EXERCISE TASK => Locate every line in the items below that contains the word "mark" and copy each of those lines. Case counts when matching.

Segmentation labeling entries =>
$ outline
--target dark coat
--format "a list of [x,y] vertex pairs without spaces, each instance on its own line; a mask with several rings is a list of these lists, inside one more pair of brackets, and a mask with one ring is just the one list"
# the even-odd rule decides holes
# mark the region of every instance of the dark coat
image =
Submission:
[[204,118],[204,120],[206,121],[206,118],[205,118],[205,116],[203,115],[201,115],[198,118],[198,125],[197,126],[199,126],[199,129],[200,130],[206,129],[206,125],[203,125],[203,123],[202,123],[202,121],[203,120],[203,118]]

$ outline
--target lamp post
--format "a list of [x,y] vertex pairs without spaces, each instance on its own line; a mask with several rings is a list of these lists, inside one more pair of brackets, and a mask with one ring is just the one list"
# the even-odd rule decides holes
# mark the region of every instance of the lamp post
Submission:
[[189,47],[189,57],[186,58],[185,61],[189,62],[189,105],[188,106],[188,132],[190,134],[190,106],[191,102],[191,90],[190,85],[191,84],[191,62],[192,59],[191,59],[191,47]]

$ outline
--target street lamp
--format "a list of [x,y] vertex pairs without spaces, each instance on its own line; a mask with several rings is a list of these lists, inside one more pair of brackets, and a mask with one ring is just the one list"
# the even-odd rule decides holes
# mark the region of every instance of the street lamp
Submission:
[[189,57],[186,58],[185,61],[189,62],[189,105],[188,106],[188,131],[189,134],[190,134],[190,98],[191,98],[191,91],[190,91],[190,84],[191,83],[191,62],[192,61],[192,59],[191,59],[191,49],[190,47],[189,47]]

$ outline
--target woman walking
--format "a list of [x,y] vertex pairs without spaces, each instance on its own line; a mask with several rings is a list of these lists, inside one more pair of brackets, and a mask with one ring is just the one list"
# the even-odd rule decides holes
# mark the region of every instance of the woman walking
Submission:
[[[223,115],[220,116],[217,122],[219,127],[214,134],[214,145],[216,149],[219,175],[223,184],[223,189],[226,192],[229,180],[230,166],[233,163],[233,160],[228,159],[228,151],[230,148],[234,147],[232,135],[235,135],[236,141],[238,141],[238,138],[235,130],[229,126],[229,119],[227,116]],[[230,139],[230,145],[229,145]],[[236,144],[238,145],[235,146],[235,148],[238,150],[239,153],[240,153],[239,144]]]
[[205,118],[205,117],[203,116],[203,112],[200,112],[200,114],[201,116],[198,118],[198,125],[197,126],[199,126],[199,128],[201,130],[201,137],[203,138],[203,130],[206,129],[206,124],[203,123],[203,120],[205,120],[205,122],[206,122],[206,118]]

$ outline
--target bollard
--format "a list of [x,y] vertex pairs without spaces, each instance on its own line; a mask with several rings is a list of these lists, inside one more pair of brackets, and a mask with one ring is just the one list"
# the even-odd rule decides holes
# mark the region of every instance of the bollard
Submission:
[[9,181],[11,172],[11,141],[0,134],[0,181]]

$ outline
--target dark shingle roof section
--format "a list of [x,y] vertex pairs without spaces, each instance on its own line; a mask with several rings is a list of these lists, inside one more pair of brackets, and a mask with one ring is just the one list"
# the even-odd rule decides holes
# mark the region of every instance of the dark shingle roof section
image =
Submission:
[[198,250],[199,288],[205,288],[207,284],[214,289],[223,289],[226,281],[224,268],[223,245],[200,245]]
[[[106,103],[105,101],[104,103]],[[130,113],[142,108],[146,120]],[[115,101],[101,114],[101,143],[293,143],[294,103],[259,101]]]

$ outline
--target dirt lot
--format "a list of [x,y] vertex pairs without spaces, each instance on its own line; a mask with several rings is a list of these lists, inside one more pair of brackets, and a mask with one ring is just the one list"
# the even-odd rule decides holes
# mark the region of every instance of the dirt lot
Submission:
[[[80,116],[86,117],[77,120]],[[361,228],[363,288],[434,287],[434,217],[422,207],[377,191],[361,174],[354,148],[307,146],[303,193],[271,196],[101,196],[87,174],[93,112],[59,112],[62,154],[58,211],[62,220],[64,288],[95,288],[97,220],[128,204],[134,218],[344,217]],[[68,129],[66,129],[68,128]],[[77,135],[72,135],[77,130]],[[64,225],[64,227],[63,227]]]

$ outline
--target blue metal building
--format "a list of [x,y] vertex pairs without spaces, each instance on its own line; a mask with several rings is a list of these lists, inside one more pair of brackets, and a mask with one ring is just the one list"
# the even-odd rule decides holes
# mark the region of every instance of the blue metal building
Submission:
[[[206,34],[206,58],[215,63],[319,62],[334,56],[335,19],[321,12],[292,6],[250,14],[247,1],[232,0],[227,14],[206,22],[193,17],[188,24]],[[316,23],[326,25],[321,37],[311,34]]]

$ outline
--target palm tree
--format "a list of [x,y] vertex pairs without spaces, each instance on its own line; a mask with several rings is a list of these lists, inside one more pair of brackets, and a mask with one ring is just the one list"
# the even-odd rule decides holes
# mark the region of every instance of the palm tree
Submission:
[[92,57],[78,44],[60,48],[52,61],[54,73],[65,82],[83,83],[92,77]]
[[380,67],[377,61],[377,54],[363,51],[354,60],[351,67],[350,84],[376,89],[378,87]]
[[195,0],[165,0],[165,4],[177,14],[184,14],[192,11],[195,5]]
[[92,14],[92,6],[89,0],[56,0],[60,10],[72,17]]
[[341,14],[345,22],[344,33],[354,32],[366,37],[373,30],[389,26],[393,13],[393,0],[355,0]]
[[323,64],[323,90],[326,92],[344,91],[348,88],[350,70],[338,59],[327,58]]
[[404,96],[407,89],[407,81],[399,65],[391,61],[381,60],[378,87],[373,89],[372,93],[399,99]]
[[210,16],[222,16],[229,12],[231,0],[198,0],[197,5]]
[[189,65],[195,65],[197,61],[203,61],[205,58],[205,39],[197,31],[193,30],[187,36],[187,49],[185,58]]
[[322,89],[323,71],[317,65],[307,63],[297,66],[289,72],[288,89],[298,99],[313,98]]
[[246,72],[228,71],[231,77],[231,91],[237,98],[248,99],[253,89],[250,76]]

EXERCISE OUTPUT =>
# mark the region of every instance of the dark coat
# mark the region of every instance of the lamp post
# mark the region of every instance of the street lamp
# mark the region of every instance of the woman walking
# mark the region of every instance of the bollard
# mark the region of every instance of the dark shingle roof section
# mark the region of every instance of the dirt lot
# mark the region of every instance of the blue metal building
# mark the region of every instance of the palm tree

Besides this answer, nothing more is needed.